-- Your objective --
List all lines of the data containing the word "carved".
[Material shown Boundary: Start]
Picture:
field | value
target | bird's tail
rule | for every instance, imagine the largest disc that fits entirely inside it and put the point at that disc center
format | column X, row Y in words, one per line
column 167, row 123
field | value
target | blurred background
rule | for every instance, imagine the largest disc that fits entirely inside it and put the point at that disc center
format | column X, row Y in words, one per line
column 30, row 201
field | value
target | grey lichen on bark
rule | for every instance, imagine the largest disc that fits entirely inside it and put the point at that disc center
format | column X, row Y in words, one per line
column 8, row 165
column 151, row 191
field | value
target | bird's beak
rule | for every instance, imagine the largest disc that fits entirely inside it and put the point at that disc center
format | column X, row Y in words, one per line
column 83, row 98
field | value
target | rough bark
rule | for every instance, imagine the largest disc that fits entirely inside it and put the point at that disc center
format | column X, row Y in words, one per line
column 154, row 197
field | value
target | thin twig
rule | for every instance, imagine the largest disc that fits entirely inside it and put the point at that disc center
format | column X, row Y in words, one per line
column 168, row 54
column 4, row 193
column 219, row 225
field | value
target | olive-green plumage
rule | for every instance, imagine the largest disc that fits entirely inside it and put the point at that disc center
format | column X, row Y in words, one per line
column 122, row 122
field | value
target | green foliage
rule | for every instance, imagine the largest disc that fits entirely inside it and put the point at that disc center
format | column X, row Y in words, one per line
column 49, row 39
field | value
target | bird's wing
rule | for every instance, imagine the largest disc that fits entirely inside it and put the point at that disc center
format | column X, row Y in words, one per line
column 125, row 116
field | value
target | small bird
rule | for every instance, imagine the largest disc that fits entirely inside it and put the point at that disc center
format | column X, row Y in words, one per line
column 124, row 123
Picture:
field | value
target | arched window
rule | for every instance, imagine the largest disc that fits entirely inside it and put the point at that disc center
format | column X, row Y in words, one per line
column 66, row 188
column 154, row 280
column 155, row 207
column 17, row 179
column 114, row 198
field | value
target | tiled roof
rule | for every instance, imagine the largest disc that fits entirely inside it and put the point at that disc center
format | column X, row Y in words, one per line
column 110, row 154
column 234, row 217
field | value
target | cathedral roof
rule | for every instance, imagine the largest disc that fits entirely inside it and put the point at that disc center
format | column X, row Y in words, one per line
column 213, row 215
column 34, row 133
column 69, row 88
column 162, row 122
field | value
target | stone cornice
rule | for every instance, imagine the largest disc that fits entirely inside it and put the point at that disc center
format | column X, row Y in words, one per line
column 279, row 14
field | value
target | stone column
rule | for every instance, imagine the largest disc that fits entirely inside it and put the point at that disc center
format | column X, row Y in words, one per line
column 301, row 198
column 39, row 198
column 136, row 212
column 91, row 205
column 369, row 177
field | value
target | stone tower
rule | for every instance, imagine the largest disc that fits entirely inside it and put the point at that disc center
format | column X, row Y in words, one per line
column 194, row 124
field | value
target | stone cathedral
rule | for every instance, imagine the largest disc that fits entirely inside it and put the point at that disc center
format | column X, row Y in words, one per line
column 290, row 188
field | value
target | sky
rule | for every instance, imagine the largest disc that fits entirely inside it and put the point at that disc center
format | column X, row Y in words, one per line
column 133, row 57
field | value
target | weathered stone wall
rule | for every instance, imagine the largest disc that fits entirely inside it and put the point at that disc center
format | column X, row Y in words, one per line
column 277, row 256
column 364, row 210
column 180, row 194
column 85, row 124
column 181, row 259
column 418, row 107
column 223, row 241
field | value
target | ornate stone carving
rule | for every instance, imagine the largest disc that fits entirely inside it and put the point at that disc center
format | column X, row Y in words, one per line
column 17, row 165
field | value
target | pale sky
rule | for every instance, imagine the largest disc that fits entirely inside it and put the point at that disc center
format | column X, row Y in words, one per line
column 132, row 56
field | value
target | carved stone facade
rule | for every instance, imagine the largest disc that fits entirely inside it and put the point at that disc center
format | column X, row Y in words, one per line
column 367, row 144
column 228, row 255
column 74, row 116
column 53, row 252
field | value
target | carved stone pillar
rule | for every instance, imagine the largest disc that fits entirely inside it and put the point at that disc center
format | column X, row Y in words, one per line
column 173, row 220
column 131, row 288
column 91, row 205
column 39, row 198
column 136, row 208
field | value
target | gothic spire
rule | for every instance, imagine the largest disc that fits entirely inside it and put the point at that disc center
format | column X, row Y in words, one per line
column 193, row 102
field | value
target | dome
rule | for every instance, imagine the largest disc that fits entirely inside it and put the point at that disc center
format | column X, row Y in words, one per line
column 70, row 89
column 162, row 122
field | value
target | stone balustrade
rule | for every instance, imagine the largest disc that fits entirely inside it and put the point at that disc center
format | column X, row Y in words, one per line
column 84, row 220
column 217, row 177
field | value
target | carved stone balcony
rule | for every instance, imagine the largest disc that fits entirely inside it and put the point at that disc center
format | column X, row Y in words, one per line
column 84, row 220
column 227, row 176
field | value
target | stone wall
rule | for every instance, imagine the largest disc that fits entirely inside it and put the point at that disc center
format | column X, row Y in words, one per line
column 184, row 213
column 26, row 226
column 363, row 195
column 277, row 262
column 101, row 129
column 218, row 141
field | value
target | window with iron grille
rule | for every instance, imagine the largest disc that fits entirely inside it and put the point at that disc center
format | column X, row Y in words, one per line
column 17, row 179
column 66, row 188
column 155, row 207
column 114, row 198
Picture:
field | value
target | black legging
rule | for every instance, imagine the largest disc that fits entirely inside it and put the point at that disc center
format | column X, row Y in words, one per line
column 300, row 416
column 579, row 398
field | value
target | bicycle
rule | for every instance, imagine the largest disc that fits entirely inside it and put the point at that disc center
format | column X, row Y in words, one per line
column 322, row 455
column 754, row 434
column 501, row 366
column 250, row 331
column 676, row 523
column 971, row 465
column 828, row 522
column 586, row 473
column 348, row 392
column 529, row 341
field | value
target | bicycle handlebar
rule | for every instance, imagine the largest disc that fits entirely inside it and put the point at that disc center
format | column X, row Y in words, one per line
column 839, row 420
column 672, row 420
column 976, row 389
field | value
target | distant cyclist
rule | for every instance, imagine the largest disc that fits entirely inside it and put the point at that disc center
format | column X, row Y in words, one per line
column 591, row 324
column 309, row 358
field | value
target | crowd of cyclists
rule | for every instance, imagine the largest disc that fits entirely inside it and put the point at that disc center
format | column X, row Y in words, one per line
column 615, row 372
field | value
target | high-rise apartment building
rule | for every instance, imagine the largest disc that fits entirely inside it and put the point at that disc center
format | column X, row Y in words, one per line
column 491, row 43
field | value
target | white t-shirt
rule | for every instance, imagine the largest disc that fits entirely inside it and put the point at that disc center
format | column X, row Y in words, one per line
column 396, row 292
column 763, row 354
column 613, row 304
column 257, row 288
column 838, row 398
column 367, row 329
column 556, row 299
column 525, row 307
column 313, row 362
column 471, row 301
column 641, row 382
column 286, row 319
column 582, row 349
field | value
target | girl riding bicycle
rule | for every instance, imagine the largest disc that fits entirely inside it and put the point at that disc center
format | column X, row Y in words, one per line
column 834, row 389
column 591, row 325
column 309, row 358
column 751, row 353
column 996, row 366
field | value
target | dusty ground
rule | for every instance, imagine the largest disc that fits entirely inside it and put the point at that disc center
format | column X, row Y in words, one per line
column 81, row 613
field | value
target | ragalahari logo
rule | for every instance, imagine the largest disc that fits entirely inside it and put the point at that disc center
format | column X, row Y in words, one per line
[Material shown Boundary: End]
-- Problem solution --
target | carved stone facade
target | carved stone pillar
target | carved stone balcony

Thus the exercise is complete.